§ **Challenge**
Reproduce each line of the data below word for word, with no changes.

§ **Task inputs**
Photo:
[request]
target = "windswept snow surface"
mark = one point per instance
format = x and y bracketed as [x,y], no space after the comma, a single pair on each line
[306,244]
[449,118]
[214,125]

§ **Solution for this problem**
Photo:
[request]
target = "windswept snow surface"
mark = one point per instance
format = x and y bracketed as [x,y], no space after the comma, a single pair on each line
[306,244]
[449,118]
[214,125]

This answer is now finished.